# Grizzley Mill Vise Question?



## outsider347 (Feb 23, 2013)

Looking to purchase a 

http://www.grizzly.com/products/Prem...-Vise-4-/G7156

 I want something decent(accurate) to work with on my soon to arrive new G0704 mill

Thanks
​

Just Retired & learning something NEW every day​


----------



## outsider347 (Feb 23, 2013)

The 4 in import is 299.00 + 99.00 for the 360 deg base

i guess
YGWY pay For


----------



## Pitchfire (Feb 23, 2013)

Often you do. Of course you can often fix the minor flaws with cheaper stuff (lot of guys live and die by Harbor Freight doing just that).


----------



## GaryK (Feb 23, 2013)

Just remember that most cheap Chinese vises these days have 60° threads on the lead screw rather than acme threads.
They will wear out a lot quicker than an acme thread.

This is a picture if the threads on a Grizzly 5" Premium Vise and the Shars vise:





The Shars and Enco vises are the same. According to Enco their vise has an M27-3 thread.

I just returned this one to Grizzly this week because they told me it had acme threads.

Matt at Mathew Precision (Quality Machine Tools)  told me that THIS VISE has acme threads. It's made Taiwan not China.
With a 10 year warranty I would say it's a good deal.

I should be getting the one that I ordered next week.

Gary


----------



## joe_m (Feb 23, 2013)

I have the Grizzly vise. My latest mill came with a very nice 6" aligned and bolted down but I put the grizzly on right next to it when I want to use the swivel base. It's been solid so far - I'd buy it again.


----------



## Kennyd (Feb 23, 2013)

I can recommend an import as well, good people, great product.Why do the want/need the swivel base?  They seem like a PITA to me.


----------



## Bill Gruby (Feb 23, 2013)

When I swap out the palmgren on my Clausing 8520 it will be replaced by an import. ------ "Billy G"


----------

**SOURCE DATA:**
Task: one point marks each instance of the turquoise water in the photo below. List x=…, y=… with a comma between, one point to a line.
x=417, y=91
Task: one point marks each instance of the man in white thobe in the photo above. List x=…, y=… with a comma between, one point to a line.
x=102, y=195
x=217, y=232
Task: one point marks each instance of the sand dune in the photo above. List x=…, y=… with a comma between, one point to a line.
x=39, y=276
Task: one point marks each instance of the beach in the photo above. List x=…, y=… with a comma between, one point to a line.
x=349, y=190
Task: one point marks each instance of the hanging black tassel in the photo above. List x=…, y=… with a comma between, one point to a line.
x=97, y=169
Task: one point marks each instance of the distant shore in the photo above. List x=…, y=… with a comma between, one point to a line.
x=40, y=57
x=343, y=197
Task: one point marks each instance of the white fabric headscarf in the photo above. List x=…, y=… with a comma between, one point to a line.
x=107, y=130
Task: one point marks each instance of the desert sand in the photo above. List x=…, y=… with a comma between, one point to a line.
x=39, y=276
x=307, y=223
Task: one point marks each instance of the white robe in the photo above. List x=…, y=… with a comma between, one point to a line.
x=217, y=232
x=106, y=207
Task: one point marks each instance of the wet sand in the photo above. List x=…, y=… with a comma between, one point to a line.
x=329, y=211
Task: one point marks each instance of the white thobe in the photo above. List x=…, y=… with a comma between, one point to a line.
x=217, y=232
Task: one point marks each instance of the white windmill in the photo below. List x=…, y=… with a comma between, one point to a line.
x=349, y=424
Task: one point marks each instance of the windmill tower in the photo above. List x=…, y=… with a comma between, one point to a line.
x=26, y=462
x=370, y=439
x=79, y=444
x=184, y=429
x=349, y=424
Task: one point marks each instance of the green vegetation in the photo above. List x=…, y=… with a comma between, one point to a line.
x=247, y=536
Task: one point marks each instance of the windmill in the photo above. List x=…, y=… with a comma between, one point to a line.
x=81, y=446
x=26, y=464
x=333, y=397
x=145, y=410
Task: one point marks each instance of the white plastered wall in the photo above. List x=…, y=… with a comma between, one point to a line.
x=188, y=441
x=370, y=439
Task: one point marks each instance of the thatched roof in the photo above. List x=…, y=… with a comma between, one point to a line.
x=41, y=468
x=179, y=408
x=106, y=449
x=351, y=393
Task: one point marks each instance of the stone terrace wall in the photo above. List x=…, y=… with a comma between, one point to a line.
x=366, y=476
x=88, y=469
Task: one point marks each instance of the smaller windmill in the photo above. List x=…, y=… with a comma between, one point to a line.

**TASKS TO COMPLETE:**
1. Return everything in the vise thread from "## joe_m (Feb" down to "PITA to me.".
2. Rewrite everything from the start of the records down to the line containing "x=145, y=410", that line included, as a JSON list of strings with one string per line and blank lines omitted.

**ANSWERS:**
1.
## joe_m (Feb 23, 2013)

I have the Grizzly vise. My latest mill came with a very nice 6" aligned and bolted down but I put the grizzly on right next to it when I want to use the swivel base. It's been solid so far - I'd buy it again.


----------



## Kennyd (Feb 23, 2013)

I can recommend an import as well, good people, great product.Why do the want/need the swivel base?  They seem like a PITA to me.

2.
[
  "Task: one point marks each instance of the turquoise water in the photo below. List x=…, y=… with a comma between, one point to a line.",
  "x=417, y=91",
  "Task: one point marks each instance of the man in white thobe in the photo above. List x=…, y=… with a comma between, one point to a line.",
  "x=102, y=195",
  "x=217, y=232",
  "Task: one point marks each instance of the sand dune in the photo above. List x=…, y=… with a comma between, one point to a line.",
  "x=39, y=276",
  "Task: one point marks each instance of the beach in the photo above. List x=…, y=… with a comma between, one point to a line.",
  "x=349, y=190",
  "Task: one point marks each instance of the hanging black tassel in the photo above. List x=…, y=… with a comma between, one point to a line.",
  "x=97, y=169",
  "Task: one point marks each instance of the distant shore in the photo above. List x=…, y=… with a comma between, one point to a line.",
  "x=40, y=57",
  "x=343, y=197",
  "Task: one point marks each instance of the white fabric headscarf in the photo above. List x=…, y=… with a comma between, one point to a line.",
  "x=107, y=130",
  "Task: one point marks each instance of the desert sand in the photo above. List x=…, y=… with a comma between, one point to a line.",
  "x=39, y=276",
  "x=307, y=223",
  "Task: one point marks each instance of the white robe in the photo above. List x=…, y=… with a comma between, one point to a line.",
  "x=217, y=232",
  "x=106, y=207",
  "Task: one point marks each instance of the wet sand in the photo above. List x=…, y=… with a comma between, one point to a line.",
  "x=329, y=211",
  "Task: one point marks each instance of the white thobe in the photo above. List x=…, y=… with a comma between, one point to a line.",
  "x=217, y=232",
  "Task: one point marks each instance of the white windmill in the photo below. List x=…, y=… with a comma between, one point to a line.",
  "x=349, y=424",
  "Task: one point marks each instance of the windmill tower in the photo above. List x=…, y=… with a comma between, one point to a line.",
  "x=26, y=462",
  "x=370, y=439",
  "x=79, y=444",
  "x=184, y=429",
  "x=349, y=424",
  "Task: one point marks each instance of the green vegetation in the photo above. List x=…, y=… with a comma between, one point to a line.",
  "x=247, y=536",
  "Task: one point marks each instance of the windmill in the photo above. List x=…, y=… with a comma between, one point to a line.",
  "x=81, y=446",
  "x=26, y=464",
  "x=333, y=397",
  "x=145, y=410"
]